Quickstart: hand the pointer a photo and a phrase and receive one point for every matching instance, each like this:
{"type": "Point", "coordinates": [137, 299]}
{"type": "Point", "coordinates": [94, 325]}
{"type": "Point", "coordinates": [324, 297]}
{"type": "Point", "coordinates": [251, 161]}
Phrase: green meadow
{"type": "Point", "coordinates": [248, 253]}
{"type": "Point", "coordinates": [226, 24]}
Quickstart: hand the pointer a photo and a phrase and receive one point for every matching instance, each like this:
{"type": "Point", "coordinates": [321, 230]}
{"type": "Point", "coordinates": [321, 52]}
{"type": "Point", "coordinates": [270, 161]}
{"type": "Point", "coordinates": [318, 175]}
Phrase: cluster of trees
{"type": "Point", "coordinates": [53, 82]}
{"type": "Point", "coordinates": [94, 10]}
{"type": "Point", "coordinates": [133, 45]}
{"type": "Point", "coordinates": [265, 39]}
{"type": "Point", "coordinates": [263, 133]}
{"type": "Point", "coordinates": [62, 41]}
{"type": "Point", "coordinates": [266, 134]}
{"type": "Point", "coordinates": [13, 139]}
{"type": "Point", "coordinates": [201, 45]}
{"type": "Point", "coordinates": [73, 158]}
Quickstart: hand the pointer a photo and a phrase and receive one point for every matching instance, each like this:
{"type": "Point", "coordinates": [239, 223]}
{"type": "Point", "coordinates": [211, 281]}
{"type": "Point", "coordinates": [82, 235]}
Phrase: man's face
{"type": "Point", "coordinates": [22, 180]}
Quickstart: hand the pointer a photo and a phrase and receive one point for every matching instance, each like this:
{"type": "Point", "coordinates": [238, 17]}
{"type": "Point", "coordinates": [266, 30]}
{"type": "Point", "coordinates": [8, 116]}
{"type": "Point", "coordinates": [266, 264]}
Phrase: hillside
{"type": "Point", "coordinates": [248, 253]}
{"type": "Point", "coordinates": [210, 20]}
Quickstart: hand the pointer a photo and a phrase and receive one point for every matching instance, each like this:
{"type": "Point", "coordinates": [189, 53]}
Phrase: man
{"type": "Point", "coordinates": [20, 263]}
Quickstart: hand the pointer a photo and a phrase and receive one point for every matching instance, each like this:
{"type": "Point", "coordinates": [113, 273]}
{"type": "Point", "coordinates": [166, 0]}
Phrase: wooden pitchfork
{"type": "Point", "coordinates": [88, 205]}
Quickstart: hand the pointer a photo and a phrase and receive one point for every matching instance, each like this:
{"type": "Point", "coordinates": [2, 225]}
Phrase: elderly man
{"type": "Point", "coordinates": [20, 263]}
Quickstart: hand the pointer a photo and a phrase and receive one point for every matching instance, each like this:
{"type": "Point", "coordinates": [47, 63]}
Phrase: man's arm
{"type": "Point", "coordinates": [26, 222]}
──────────
» WHAT THE EXERCISE ASKS:
Would you write out the listing above exactly, in full?

» ANSWER TO THE PROBLEM:
Quickstart: hand the pointer a photo and a phrase and receive one point for every matching instance, each like this:
{"type": "Point", "coordinates": [137, 299]}
{"type": "Point", "coordinates": [94, 325]}
{"type": "Point", "coordinates": [324, 297]}
{"type": "Point", "coordinates": [251, 161]}
Phrase: green meadow
{"type": "Point", "coordinates": [248, 253]}
{"type": "Point", "coordinates": [226, 24]}
Quickstart: hand the pointer a photo and a phrase and receive one point for every matching instance, each like this:
{"type": "Point", "coordinates": [321, 230]}
{"type": "Point", "coordinates": [321, 52]}
{"type": "Point", "coordinates": [270, 161]}
{"type": "Point", "coordinates": [318, 175]}
Phrase: cluster of trees
{"type": "Point", "coordinates": [53, 82]}
{"type": "Point", "coordinates": [94, 10]}
{"type": "Point", "coordinates": [133, 45]}
{"type": "Point", "coordinates": [265, 39]}
{"type": "Point", "coordinates": [263, 133]}
{"type": "Point", "coordinates": [62, 41]}
{"type": "Point", "coordinates": [266, 134]}
{"type": "Point", "coordinates": [13, 139]}
{"type": "Point", "coordinates": [201, 45]}
{"type": "Point", "coordinates": [73, 158]}
Quickstart: hand the pointer a photo and a phrase and receive one point for every matching instance, each like this:
{"type": "Point", "coordinates": [239, 223]}
{"type": "Point", "coordinates": [211, 281]}
{"type": "Point", "coordinates": [82, 235]}
Phrase: man's face
{"type": "Point", "coordinates": [22, 180]}
Quickstart: hand the pointer a photo and a phrase and receive one point for every matching instance, each like this:
{"type": "Point", "coordinates": [238, 17]}
{"type": "Point", "coordinates": [266, 30]}
{"type": "Point", "coordinates": [8, 116]}
{"type": "Point", "coordinates": [266, 264]}
Phrase: hillside
{"type": "Point", "coordinates": [248, 253]}
{"type": "Point", "coordinates": [210, 20]}
Quickstart: hand the pointer a photo and a phrase and receive one point for every matching instance, each like this:
{"type": "Point", "coordinates": [189, 53]}
Phrase: man
{"type": "Point", "coordinates": [20, 263]}
Quickstart: hand the pointer a photo and a phrase and receive one point for every matching instance, each like this:
{"type": "Point", "coordinates": [113, 273]}
{"type": "Point", "coordinates": [166, 0]}
Phrase: wooden pitchfork
{"type": "Point", "coordinates": [88, 205]}
Quickstart: hand the pointer a photo and a phrase and receive one point for every matching instance, each like this:
{"type": "Point", "coordinates": [2, 225]}
Phrase: elderly man
{"type": "Point", "coordinates": [20, 263]}
Quickstart: hand the pointer a photo and a phrase and receive one point for every matching instance, each like this:
{"type": "Point", "coordinates": [47, 63]}
Phrase: man's arm
{"type": "Point", "coordinates": [26, 222]}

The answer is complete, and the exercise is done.